-- EXERCISE INSTRUCTIONS --
Please retype the rows below character for character, from the very first line up to and including the line with "xmin=0 ymin=0 xmax=350 ymax=22".

-- ENTRIES SHOWN --
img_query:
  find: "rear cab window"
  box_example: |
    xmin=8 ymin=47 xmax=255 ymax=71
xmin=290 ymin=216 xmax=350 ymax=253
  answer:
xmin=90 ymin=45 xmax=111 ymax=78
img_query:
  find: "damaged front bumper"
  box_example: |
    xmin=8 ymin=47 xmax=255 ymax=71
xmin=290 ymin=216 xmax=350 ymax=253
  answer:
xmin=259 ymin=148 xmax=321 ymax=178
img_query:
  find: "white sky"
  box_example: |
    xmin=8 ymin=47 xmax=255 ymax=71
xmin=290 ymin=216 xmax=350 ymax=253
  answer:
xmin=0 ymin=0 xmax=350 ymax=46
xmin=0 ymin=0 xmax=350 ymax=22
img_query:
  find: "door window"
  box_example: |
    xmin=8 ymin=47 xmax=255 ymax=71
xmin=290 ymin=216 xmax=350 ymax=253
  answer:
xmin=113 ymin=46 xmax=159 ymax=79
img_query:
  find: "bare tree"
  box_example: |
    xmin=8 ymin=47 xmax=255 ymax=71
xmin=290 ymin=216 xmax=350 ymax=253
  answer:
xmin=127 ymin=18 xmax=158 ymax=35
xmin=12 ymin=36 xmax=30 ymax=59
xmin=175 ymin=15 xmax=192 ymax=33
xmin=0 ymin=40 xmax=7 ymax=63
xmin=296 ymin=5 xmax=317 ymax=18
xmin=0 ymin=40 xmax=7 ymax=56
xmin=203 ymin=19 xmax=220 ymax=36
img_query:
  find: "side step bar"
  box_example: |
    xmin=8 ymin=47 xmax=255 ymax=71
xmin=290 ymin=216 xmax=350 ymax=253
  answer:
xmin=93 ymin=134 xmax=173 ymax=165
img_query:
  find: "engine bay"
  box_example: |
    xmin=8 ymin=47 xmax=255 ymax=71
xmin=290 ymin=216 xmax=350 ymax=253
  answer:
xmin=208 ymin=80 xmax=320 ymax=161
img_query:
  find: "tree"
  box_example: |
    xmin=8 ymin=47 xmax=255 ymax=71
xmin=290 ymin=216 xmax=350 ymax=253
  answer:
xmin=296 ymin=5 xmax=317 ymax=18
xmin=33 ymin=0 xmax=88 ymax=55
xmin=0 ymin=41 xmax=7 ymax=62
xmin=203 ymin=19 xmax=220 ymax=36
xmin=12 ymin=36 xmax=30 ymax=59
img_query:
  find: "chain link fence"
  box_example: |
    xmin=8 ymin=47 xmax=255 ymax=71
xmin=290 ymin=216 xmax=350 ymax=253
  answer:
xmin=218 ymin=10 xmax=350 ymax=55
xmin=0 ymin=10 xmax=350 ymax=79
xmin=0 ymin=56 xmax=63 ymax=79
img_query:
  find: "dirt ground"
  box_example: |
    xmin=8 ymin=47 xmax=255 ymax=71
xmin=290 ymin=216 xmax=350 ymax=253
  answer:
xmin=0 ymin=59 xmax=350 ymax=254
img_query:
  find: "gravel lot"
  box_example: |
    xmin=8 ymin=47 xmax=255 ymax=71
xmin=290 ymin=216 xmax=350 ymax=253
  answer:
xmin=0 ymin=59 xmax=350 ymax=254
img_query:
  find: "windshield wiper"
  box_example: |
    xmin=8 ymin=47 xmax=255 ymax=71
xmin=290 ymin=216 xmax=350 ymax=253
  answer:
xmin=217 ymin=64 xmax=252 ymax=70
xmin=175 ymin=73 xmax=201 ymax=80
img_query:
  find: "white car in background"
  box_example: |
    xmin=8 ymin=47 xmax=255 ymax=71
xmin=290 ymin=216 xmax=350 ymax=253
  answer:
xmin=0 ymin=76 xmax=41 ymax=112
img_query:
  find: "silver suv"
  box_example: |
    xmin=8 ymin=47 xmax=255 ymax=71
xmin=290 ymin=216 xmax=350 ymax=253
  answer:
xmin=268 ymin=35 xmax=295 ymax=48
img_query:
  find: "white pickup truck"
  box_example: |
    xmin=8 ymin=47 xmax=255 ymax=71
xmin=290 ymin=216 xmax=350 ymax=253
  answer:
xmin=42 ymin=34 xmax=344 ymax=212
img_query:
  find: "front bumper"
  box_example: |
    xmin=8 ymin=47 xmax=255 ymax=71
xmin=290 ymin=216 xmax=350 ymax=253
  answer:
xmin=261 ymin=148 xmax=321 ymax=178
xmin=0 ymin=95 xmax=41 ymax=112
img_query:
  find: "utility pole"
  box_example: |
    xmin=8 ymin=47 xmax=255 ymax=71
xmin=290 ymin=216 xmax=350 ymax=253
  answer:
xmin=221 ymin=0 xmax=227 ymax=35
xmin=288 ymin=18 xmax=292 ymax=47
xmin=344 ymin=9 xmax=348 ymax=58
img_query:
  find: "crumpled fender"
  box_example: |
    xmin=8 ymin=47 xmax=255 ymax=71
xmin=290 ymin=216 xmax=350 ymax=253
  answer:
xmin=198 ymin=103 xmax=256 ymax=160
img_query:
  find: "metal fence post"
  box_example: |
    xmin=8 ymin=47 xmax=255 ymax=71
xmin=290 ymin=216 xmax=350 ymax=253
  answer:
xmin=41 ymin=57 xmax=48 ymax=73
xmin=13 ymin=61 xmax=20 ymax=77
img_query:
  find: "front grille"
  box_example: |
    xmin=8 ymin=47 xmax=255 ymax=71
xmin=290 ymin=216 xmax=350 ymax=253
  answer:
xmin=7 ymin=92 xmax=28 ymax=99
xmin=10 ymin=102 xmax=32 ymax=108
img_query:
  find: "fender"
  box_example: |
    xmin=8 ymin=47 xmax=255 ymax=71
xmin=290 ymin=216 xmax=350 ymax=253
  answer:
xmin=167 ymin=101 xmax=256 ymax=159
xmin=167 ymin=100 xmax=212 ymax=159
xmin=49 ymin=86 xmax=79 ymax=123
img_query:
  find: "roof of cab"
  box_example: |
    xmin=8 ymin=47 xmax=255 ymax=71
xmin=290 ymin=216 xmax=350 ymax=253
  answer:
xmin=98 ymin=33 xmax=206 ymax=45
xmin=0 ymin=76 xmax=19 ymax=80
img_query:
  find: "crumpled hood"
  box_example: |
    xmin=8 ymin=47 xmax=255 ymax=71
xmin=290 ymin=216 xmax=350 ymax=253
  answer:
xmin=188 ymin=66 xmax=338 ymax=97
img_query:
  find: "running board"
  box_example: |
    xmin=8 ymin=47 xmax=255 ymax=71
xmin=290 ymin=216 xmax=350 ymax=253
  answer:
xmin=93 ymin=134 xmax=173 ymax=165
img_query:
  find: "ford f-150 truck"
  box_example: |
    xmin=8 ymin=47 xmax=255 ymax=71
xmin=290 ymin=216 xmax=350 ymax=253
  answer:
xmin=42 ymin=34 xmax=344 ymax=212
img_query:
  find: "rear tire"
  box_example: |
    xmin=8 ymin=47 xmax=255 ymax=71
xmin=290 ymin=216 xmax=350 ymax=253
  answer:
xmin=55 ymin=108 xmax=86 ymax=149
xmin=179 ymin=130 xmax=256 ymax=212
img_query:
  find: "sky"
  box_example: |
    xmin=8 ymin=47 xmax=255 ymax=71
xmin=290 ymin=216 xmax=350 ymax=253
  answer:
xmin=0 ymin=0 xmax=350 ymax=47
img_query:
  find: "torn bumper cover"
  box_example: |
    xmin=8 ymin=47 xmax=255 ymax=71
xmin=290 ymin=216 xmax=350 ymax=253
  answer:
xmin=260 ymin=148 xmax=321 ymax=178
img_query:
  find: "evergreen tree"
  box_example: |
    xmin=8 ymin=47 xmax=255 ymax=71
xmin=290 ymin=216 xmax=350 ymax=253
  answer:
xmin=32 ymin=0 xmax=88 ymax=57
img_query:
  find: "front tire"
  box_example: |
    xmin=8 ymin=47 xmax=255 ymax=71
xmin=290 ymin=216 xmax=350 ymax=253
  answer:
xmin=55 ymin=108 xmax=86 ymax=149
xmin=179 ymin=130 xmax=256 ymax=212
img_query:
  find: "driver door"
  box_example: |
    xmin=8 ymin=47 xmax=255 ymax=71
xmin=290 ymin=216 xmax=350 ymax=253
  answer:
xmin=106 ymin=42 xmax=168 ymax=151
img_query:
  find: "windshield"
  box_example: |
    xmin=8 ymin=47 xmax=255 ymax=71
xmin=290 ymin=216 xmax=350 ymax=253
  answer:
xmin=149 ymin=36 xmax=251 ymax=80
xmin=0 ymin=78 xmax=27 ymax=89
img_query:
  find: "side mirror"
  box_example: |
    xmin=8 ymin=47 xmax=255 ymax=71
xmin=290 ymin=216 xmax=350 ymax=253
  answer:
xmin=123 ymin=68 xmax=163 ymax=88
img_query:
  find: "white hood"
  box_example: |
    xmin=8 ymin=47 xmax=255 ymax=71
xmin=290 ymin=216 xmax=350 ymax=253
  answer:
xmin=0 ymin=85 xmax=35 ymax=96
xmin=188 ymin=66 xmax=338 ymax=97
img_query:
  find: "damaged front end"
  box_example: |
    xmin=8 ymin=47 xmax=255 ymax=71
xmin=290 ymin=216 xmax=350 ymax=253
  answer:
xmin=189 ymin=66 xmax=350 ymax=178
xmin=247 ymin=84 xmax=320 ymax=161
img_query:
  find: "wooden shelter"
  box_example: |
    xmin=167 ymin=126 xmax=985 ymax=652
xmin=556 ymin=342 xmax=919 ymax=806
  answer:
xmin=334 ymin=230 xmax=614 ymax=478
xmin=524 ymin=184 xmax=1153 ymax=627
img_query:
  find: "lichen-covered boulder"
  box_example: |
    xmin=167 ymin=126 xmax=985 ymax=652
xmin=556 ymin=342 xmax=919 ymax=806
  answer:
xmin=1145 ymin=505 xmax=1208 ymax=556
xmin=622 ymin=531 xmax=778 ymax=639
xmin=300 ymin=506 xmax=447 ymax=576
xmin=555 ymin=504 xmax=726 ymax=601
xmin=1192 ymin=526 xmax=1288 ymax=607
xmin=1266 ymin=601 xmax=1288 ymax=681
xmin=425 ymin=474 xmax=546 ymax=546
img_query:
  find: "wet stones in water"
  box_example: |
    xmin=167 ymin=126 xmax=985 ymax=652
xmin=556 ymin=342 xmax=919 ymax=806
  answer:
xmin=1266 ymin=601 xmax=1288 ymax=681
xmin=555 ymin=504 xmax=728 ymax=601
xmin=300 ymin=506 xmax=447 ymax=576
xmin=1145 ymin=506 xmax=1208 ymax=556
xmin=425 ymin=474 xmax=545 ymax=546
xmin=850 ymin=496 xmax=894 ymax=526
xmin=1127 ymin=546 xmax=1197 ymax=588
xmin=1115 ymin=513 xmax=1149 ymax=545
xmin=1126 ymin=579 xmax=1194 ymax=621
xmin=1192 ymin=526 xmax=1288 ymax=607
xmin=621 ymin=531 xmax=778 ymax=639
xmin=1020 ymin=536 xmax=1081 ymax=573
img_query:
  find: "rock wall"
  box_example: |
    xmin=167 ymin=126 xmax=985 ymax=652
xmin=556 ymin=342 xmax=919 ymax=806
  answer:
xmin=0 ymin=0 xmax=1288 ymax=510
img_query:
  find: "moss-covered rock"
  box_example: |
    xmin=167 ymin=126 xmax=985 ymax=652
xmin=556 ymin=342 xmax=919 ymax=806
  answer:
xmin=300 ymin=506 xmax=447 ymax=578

-- THE COMPLETED TASK --
img_query:
  find: "rear cab window"
  box_example: |
    xmin=8 ymin=47 xmax=255 ymax=71
xmin=290 ymin=216 xmax=350 ymax=253
  answer:
xmin=90 ymin=45 xmax=111 ymax=78
img_query:
  find: "damaged front bumper"
  box_example: |
    xmin=8 ymin=47 xmax=255 ymax=71
xmin=290 ymin=216 xmax=350 ymax=253
  answer:
xmin=259 ymin=148 xmax=321 ymax=178
img_query:
  find: "white sky"
  box_example: |
    xmin=8 ymin=47 xmax=255 ymax=71
xmin=290 ymin=216 xmax=350 ymax=253
  answer:
xmin=0 ymin=0 xmax=350 ymax=46
xmin=0 ymin=0 xmax=350 ymax=22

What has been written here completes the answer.